**Goal of the exercise:**
Omitting all pictures, copy word for word the lines from the line containing "In the photo above, where can the wooden decorative" through the final line of the entries.

**Data section:**
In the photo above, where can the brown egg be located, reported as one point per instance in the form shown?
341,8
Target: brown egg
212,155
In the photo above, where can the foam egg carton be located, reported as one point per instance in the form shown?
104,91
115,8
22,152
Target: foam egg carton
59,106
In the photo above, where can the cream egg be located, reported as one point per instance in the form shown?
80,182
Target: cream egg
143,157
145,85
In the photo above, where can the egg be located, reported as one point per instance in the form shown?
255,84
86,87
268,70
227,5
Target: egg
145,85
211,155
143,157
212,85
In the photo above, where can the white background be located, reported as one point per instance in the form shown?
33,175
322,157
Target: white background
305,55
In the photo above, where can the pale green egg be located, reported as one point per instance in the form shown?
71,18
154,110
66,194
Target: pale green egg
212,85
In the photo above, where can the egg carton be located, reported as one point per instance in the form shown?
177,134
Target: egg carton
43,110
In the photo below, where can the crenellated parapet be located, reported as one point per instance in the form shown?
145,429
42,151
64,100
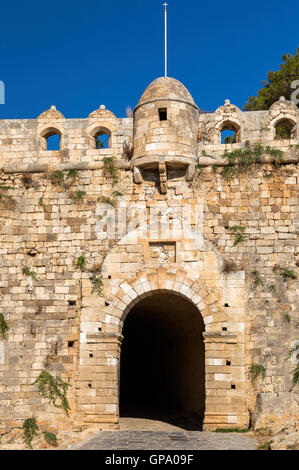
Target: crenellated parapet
167,132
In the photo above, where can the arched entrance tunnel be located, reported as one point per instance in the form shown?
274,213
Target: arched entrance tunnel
162,371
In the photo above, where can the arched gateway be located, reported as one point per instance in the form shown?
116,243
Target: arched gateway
162,366
170,345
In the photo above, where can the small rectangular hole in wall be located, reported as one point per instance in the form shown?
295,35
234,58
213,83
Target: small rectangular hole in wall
163,114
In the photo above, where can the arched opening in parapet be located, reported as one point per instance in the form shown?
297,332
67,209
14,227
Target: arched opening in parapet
230,132
285,129
162,367
51,139
102,138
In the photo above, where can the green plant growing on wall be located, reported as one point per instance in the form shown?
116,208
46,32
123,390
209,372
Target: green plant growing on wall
288,273
78,195
53,388
295,350
3,327
30,429
110,168
72,174
105,200
97,285
117,194
255,370
41,202
241,161
81,262
271,288
57,177
257,280
6,200
51,438
27,272
238,231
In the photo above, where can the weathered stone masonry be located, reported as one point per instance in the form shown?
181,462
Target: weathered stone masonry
250,311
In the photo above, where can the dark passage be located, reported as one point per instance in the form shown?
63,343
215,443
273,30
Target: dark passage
162,360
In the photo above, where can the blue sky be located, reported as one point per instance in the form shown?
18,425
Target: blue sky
78,55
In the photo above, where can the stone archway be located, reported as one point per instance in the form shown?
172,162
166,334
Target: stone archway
162,367
220,301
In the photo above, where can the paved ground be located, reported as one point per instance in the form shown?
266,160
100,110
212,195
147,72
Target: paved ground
135,434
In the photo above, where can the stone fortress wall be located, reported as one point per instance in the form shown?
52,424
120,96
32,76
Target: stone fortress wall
58,323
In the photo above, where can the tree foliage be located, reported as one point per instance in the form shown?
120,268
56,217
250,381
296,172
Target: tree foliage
278,84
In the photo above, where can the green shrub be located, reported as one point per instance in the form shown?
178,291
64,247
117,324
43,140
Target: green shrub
3,327
30,429
53,388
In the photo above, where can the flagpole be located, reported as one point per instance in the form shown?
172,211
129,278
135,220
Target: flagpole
165,20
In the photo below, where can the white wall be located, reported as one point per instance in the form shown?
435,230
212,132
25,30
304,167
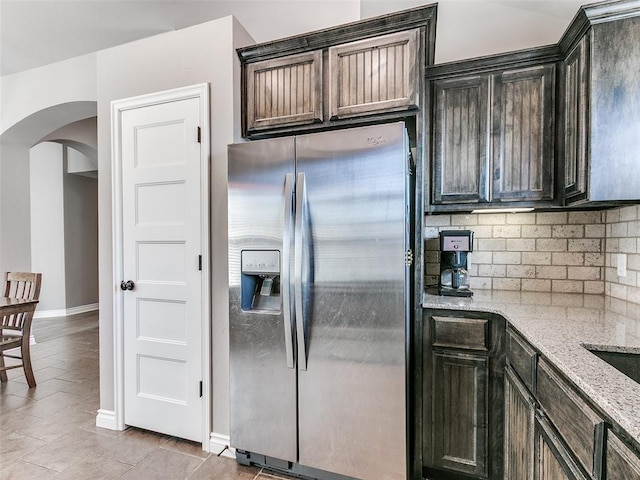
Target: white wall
204,53
47,223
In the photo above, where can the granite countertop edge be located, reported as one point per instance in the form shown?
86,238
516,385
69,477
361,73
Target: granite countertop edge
559,325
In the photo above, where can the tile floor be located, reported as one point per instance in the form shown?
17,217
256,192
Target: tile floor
49,431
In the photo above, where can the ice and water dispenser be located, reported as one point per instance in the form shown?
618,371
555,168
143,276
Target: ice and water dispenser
260,280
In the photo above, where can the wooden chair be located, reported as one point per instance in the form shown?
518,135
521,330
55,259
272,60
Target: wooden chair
23,286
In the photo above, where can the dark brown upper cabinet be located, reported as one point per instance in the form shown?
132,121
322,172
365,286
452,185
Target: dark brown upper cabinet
494,130
601,87
371,70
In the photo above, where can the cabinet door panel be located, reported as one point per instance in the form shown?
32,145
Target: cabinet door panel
460,412
576,134
375,75
284,91
519,412
523,134
551,459
460,140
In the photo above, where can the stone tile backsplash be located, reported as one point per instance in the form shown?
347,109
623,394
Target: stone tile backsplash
570,252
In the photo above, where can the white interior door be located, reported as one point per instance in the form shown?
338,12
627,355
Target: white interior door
161,248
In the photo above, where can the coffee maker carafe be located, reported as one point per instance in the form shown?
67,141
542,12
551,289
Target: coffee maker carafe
455,246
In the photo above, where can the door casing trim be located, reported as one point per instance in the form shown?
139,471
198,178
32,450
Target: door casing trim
200,91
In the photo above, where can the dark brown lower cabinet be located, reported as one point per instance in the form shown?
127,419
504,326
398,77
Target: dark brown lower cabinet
552,460
463,395
519,419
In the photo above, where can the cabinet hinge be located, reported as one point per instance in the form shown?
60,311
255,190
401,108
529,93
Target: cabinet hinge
408,258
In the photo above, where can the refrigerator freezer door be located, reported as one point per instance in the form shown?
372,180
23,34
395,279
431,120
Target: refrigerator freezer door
262,382
351,398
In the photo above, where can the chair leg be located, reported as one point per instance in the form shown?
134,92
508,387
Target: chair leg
3,372
26,361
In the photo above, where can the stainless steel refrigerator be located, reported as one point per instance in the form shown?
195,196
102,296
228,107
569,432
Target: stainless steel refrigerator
319,302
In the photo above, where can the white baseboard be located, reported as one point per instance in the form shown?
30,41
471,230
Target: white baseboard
106,419
63,312
220,443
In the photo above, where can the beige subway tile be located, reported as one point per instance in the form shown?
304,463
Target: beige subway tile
567,231
551,245
633,262
531,285
613,216
467,220
594,259
536,231
633,294
584,273
619,230
563,258
521,218
506,258
618,291
482,231
521,244
633,228
437,220
567,286
506,284
611,245
584,245
481,257
480,283
594,287
551,272
492,245
629,213
594,231
506,231
628,245
592,216
492,270
536,258
492,219
521,271
630,279
551,218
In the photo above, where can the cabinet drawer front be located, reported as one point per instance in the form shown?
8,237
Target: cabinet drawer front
579,425
284,91
522,358
466,333
622,462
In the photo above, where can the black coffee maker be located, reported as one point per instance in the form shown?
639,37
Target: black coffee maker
455,246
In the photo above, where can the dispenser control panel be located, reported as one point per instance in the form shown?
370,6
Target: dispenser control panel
261,262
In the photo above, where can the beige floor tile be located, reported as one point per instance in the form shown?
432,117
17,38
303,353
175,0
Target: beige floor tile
164,465
20,470
95,467
222,468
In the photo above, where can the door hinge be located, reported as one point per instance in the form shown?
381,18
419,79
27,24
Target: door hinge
408,258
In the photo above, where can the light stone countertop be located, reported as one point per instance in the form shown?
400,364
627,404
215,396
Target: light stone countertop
557,325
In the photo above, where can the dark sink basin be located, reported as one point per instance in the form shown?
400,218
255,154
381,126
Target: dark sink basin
625,362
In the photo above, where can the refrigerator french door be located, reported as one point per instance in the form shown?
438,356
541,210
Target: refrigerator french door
319,292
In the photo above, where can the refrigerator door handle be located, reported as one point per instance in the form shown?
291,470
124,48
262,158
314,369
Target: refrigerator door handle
301,202
286,256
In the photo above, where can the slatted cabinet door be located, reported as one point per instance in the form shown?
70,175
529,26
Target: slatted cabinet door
460,140
523,134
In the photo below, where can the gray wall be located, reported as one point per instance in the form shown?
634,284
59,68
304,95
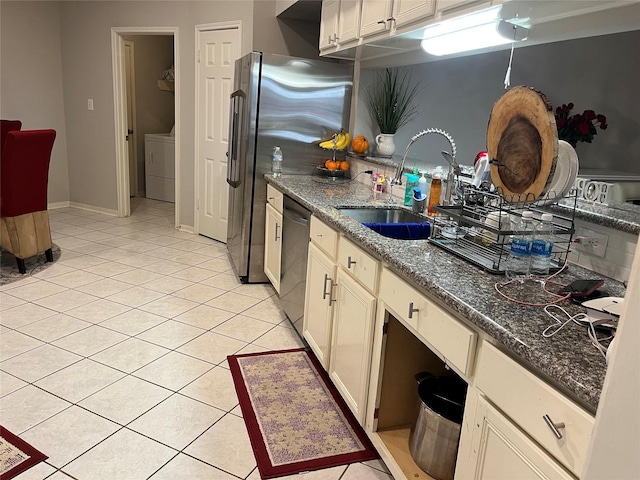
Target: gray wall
283,36
155,108
599,73
31,79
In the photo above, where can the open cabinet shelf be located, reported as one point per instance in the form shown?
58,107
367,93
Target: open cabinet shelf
398,402
397,442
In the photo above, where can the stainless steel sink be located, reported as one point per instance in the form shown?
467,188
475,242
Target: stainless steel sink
391,222
382,215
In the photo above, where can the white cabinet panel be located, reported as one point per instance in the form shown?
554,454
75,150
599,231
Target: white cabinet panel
375,17
410,11
329,23
352,334
324,236
273,246
503,451
319,300
361,265
441,331
526,399
275,198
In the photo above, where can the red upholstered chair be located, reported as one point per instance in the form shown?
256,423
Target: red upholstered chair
7,126
24,175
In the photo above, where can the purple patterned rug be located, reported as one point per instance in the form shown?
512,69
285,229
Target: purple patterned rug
295,417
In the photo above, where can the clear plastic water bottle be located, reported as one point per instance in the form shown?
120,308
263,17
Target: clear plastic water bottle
276,163
542,247
520,253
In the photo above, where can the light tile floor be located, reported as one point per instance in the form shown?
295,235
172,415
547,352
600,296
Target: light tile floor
113,360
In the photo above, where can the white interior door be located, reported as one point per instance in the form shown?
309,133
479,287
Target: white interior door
131,117
218,50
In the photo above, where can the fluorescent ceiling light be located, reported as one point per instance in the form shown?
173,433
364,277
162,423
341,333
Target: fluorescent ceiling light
470,32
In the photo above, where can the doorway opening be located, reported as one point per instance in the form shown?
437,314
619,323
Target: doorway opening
146,96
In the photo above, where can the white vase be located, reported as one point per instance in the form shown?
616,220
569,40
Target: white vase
384,144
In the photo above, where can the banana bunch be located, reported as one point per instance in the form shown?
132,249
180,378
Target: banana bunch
339,141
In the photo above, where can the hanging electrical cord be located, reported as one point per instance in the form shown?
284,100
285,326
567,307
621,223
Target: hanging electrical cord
558,298
579,319
507,77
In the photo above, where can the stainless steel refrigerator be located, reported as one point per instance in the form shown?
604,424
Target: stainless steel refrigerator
284,101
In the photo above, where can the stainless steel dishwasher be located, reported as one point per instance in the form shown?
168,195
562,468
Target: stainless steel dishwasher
295,243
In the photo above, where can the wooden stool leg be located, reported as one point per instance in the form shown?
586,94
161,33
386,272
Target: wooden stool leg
21,266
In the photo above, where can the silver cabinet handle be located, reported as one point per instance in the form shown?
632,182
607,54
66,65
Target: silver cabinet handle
412,310
555,427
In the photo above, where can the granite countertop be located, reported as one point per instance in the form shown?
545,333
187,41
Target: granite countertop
620,216
567,360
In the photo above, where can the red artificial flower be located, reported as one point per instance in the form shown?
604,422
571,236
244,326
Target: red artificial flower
579,127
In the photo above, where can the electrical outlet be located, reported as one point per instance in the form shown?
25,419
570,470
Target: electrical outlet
593,243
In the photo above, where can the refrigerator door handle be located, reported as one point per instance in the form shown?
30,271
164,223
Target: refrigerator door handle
237,105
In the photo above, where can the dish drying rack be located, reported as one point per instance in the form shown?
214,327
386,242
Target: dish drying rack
471,230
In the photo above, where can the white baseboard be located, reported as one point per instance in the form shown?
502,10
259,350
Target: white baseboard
83,206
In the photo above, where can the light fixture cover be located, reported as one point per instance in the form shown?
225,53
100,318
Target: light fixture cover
471,32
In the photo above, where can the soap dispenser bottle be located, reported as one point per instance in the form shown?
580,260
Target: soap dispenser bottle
435,191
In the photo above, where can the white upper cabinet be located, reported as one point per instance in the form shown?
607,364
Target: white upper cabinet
339,23
348,21
329,23
410,11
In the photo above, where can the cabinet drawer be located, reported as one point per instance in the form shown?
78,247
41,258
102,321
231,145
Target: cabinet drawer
274,197
361,265
324,236
526,399
439,330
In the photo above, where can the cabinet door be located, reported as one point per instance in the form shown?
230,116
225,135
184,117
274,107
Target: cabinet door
376,16
409,11
352,338
273,246
319,301
501,450
348,20
329,23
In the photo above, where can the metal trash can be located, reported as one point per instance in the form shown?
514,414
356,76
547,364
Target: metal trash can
434,437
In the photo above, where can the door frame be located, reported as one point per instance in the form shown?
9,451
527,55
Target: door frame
132,101
120,112
205,27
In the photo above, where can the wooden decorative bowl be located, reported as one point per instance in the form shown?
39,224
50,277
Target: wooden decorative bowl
522,144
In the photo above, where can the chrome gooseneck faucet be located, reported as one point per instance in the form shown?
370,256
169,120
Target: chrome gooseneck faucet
454,168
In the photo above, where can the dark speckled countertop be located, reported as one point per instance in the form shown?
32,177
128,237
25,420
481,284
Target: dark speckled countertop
567,359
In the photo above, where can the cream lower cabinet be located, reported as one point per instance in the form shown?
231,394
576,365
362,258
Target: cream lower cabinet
555,425
502,451
340,308
273,246
319,300
352,336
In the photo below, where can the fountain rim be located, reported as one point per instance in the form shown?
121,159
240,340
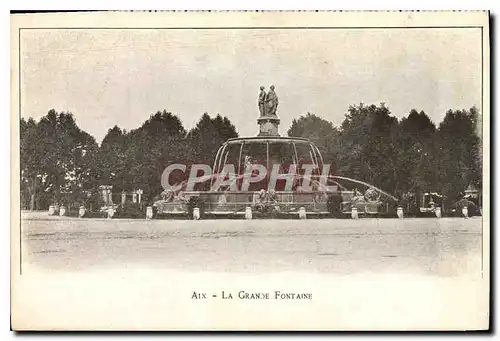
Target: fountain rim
268,138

**Finished task:**
In the photo above, where can the wooden decorative bowl be located, reported as one point per instance in the form shown?
39,224
50,277
Target: wooden decorative bowl
522,144
In the photo above, where can the chrome gooseneck faucet be located, reported as one point per instance in the form shown?
370,256
169,120
Target: chrome gooseneck faucet
454,168
In the photo above, where can the dark speckled countertop be located, reported as one point per instance in the form shown?
32,177
128,237
25,420
481,284
Target: dark speckled countertop
567,359
In the photo above, where can the cream lower cabinet be located, reported as one point per instance in the form shown?
231,394
576,365
362,258
Target: cream lower cabinet
555,425
502,451
340,308
273,246
319,300
352,336
In the photo below, where can the fountain rim be located, reported as one point per instance in the form shown?
121,159
240,340
Target: fountain rim
268,138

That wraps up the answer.